**Zu prüfender Text:**
# # # # #
Nach Entwicklung eines abgestuften Preisabschlagmodells im Vergleich zum Originalpräparat bei Markteintritt eines und weiterer Biosimilars wurde die Tür für einen Markteintritt von Biosimilars mit rheumatologischer Indikation geöffnet.
Markteintritt und -chancen: In der Rheumatologie liegt in Österreich der Marktanteil von Biosimilars laut Auswertung des „BioReg“-Registers bei derzeit 6,5 %. Die geringe Marktdurchdringung ist vor allem dadurch begründet, dass die Anbieter der umsatzstärksten Originalpräparate nach Patentablauf die Preise (im Detail verdeckt durch ein dahinter liegendes „Preismodell“) auf oder sogar unter das Preisniveau der entsprechenden Biosmilars gesenkt haben. Dies erschwert natürlich den Markteintritt neuer Substanzen, und die Marktchancen werden in erster Linie durch die ökonomischen Entscheidungen des ehemaligen Patentinhabers bestimmt. Entscheidet sich dieser, wie im Falle des Originalpräparats Infliximab, sich nicht auf eine entsprechende Preissenkung einzulassen, und verzichtet er somit auf eine Regelerstattung, bleibt der entsprechende Marktkuchen natürlich zur Verteilung unter den entsprechenden Biosimilars-Mitbewerbern übrig.
Ebenfalls marktentscheidend ist, ob das ursprüngliche Präparat in einer extramuralen Kassenerstattung stand oder ausschließlich/vorwiegend in Krankenanstalten bzw. Ambulanzen verabreicht wird, wo der jeweilige Krankenanstaltenträger in Abstimmung mit Pharmazeuten und Fachärzten des jeweiligen Fachbereiches über den Einkauf des zumeist ökonomisch günstigsten Biosimilars entscheidet.
# # # # #
**Bereitgestelltes Material:**

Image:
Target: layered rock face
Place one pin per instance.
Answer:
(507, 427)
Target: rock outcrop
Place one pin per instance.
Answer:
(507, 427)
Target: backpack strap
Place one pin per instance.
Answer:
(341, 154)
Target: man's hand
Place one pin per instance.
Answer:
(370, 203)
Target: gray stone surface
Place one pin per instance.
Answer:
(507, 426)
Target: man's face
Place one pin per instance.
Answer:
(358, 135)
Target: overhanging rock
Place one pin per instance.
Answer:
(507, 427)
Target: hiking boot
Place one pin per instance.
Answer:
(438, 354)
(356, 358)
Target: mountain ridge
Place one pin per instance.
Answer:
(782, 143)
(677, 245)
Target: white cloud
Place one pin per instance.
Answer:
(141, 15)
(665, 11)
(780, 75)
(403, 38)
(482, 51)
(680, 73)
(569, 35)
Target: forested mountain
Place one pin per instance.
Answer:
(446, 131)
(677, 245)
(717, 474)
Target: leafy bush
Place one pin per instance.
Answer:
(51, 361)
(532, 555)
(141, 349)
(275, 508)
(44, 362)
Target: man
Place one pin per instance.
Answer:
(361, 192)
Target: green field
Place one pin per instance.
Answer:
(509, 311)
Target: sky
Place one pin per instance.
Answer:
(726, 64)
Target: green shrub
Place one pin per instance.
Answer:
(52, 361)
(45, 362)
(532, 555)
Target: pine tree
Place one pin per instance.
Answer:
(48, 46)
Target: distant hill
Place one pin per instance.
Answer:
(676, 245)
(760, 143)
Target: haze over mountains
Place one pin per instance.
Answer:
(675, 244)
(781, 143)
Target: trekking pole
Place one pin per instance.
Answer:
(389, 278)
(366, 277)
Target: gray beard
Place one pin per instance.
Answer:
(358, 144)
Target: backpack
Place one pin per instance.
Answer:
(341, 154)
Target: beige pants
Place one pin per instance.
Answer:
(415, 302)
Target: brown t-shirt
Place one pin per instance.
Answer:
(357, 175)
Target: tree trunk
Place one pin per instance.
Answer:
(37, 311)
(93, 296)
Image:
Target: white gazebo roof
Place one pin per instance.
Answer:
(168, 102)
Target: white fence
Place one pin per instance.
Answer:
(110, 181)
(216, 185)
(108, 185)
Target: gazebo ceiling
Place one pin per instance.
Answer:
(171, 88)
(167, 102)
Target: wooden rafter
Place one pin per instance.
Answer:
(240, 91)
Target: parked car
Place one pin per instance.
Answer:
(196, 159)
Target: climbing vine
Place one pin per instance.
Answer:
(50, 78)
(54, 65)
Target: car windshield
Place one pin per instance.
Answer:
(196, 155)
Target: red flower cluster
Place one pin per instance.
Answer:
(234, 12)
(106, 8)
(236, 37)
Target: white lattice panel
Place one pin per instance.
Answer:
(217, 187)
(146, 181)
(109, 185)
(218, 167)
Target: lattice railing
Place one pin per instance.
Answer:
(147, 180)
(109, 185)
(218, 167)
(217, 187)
# # # # #
**Fragen zum Material:**
a - Welchen Marktanteil haben Biosimilars in der österreichischen Rheumatologie laut dem Text über Biosimilars derzeit?
b - Setzen Sie den Text über Biosimilars in der Rheumatologie im Anschluss an seinen letzten Satz fort.

**Lösungen der Aufgaben:**
a - Laut Auswertung des „BioReg“-Registers liegt ihr Marktanteil derzeit bei 6,5 %.

b -
Nach mehrjährigem Einsatz von in erster Linie TNF-α-Biosimilars in der Rheumatologie sind bisher keine Bedenken hinsichtlich Qualität und Verfügbarkeit der Nachahmer-Produkte gegeben. Natürlich bleibt die Frage der Motivation für einen „Switch“ oder eine Neueinstellung auf ein Biosimilar zu klären, wenn der jahrelang bekannte Originator preislich äquivalent ist.
Verschreiberegeln: Konsequenzen ergeben sich aber hinsichtlich des „Boxenstatus“, wobei für die derzeit refundierbaren TNF-α-Blocker ein „Grüne-Box-Status“ besteht, aber prinzipiell laut Verschreiberegel eine Erstverschreibung durch einen entsprechend ausgewiesenen Facharzt des jeweiligen Fachgebietes erforderlich ist (z .B. FA für Rheumatologie bzw. Gastroenterologie). Die Weiterverordnung kann dann – im Prinzip – ohne jegliche Auflage durch den betreuenden Allgemeinmediziner erfolgen; allenfalls auch ein Switch auf ein entsprechendes Biosimilar. Das Risiko, dass regelmäßige Kontrollen beim entsprechenden Facharzt seltener durchgeführt werden oder sogar ganz unterbleiben, ist dadurch gegeben und birgt auch Ängste bezüglich adäquater Überprüfung der Therapiesicherheit und optimaler therapeutischer Zielerreichung („treat-to-target“) in der Rheumatologie.
Bei aller Freude über die finanzielle Vergünstigung und somit über den vielleicht breiteren Zugang zu diesen „High-Tech“-Therapien mischt auch die Sorge mit, dass andere innovative, zielgerichtete Therapeutika in der therapeutischen Kaskade dadurch erst später verordnet werden können, und zwar nur dann, „wenn die Optionen aus dem grünen Therapiebereich versagt haben“. Dies betrifft insbesondere oral einzunehmende Janus-Kinase-Inhibitoren und spezifische Biologika zur Behandlung der Psoriasisarthritis und ankylosierenden Spondylitis.
Viele dieser Themen und Fragestellungen werden in dieser und in den kommenden Ausgaben in der Serie „Biosimilars & Generika“ vertieft und von kompetenter Seite präsentiert und diskutiert.